(Stored data)

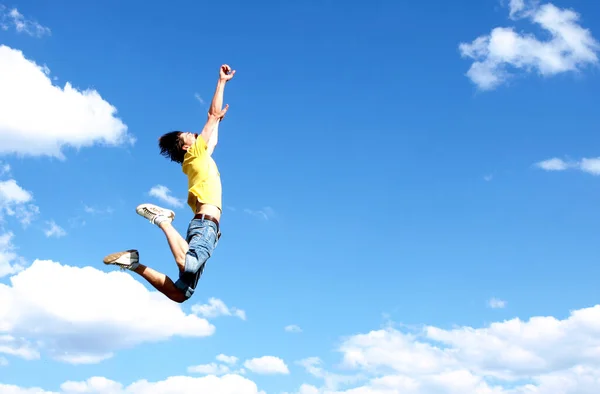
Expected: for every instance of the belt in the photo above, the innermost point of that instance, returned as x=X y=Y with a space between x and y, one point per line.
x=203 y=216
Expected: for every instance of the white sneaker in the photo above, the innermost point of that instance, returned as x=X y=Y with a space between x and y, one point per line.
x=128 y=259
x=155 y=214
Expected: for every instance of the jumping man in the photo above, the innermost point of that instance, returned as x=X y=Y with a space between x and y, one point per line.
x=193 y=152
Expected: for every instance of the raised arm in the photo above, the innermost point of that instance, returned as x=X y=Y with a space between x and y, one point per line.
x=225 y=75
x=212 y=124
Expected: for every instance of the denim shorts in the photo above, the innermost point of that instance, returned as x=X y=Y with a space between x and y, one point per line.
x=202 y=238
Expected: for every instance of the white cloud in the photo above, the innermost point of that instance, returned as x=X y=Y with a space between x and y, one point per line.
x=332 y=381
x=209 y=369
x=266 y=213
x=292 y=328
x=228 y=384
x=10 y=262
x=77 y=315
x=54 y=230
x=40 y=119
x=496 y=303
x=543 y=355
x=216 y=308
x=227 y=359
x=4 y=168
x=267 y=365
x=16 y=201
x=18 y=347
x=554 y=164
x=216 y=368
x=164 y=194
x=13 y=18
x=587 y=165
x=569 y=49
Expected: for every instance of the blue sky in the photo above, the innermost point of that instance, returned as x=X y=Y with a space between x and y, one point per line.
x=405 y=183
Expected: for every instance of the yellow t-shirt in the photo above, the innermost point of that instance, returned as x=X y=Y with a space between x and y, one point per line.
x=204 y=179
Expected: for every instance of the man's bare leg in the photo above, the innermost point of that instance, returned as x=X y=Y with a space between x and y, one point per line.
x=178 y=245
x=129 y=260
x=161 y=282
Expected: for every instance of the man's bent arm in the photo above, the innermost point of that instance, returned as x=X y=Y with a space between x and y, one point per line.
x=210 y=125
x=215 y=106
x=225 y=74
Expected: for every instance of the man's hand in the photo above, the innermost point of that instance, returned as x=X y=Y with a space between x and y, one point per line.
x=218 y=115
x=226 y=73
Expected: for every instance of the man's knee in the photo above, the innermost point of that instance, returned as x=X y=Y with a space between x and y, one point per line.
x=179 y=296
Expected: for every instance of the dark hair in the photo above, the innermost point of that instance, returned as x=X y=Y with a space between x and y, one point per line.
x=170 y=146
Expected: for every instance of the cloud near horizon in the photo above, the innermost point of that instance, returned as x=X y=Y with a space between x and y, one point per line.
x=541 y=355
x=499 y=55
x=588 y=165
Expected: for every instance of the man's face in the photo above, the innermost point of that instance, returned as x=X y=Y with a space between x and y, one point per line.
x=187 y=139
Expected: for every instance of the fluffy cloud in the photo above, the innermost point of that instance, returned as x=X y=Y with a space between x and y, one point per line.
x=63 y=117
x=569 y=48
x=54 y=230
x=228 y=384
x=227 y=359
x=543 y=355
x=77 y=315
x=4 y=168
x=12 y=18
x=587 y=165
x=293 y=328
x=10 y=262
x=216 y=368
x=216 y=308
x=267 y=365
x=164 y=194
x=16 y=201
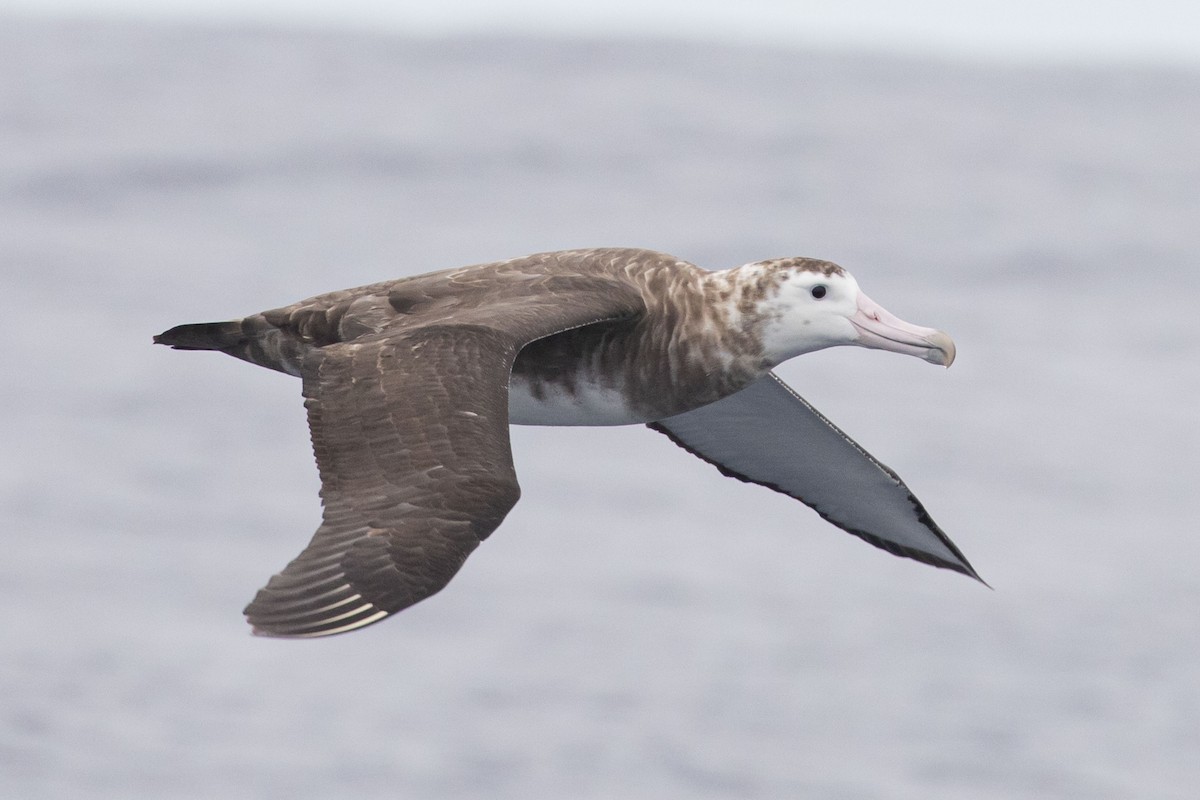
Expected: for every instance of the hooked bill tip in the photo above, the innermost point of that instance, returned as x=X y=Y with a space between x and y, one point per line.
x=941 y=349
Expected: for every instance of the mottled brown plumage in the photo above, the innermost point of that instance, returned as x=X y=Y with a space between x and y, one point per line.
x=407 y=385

(End Stored data)

* Work item *
Each entry is to be transcribed verbatim, and any picture in it is to be skipped.

* Response for this exercise *
Expected: for every instance of the belt in the photo above, the innermost point of that instance, returned as x=X y=Y with a space between x and y, one point per line.
x=203 y=216
Expected: for every instance of the white sneaker in the photo above, the innermost point of that instance, returned as x=X y=Y with a space between x and y, one point per line.
x=128 y=259
x=155 y=214
Expected: for every instance of the jumping man in the photo above, the innermost point of that instance, returned as x=X y=Y with a space between x and y, one point per line.
x=193 y=152
Expected: for every instance of the raised arm in the photo above, the innermost point of that instance, returned as x=X y=Y with a space between x and y, one point per line.
x=225 y=75
x=212 y=124
Expected: for every instance of the denim shorts in the photo above, the innermost point of that instance, returned as x=X y=Y with a space between x and y, one point per line.
x=202 y=238
Expected: for every instance of the white cloud in the photo above, the innermost point of that instance, returned as x=X y=Y with a space between x and y, one point per line.
x=332 y=381
x=209 y=369
x=266 y=213
x=292 y=328
x=228 y=384
x=10 y=262
x=77 y=315
x=54 y=230
x=40 y=119
x=496 y=303
x=543 y=355
x=216 y=308
x=227 y=359
x=4 y=168
x=267 y=365
x=16 y=201
x=18 y=347
x=554 y=164
x=216 y=368
x=164 y=194
x=13 y=18
x=587 y=165
x=569 y=49
Expected: for every instance of the blue sky in the photo above, the innermost point of that instance, returned as x=X y=Y with a space between x and y, one point per line.
x=405 y=183
Expected: for every instance of the yellow t-shirt in the photo above, the innermost point of that instance, returned as x=X y=Y with a space between x and y, one point per line.
x=204 y=179
Expected: for every instance of the man's bare leg in the photo above, the innermost point of that instance, returned as x=X y=Y with a space between x and y, one point per line.
x=178 y=245
x=129 y=260
x=161 y=282
Expected: for every instance of the man's bent arm in the photo above, the innermost point of that instance, returned as x=X y=Y with a space between x and y, one point per line.
x=210 y=125
x=215 y=106
x=225 y=74
Expected: for every instance of the man's hand in the photo above, the innermost point of that instance, returned as x=X y=Y with a space between x and y, one point per line.
x=218 y=115
x=226 y=73
Expected: for every instance of the man's knee in the photo above, the innermost point of that instance, returned as x=X y=Y with a space between x and y, one point per line.
x=179 y=296
Expected: for every instance of the dark hair in the photo above, the innermost point of that instance, returned as x=X y=Y with a space between x and y, one point per line.
x=170 y=146
Expected: for every instance of the cloud near horizon in the photo above, the innermost point of that instance, returned as x=X y=Y with a space between x and y, one point per line.
x=541 y=355
x=499 y=55
x=588 y=165
Expected: for every instance of the man's face in the photo above, the innermost point of that instance, returned as x=X y=Y with a space between x and y, one point per line.
x=187 y=139
Expected: for every instance of the fluffy cloud in the photo above, the innermost point of that instance, returned as x=X y=Y with a space between x and y, one point per line.
x=63 y=117
x=569 y=48
x=54 y=230
x=228 y=384
x=227 y=359
x=543 y=355
x=77 y=315
x=4 y=168
x=12 y=18
x=587 y=165
x=293 y=328
x=10 y=262
x=216 y=368
x=216 y=308
x=267 y=365
x=164 y=194
x=16 y=201
Expected: for every instance of the hooked bill tip in the photo above, the innermost point of that instance, returned as x=X y=Y with a space between x and y, one point per line.
x=941 y=349
Expected: for every instance of the mottled brown plumage in the photo above, the innermost point of that instance, returned as x=X y=Y with a space between x and y, one point per line.
x=407 y=385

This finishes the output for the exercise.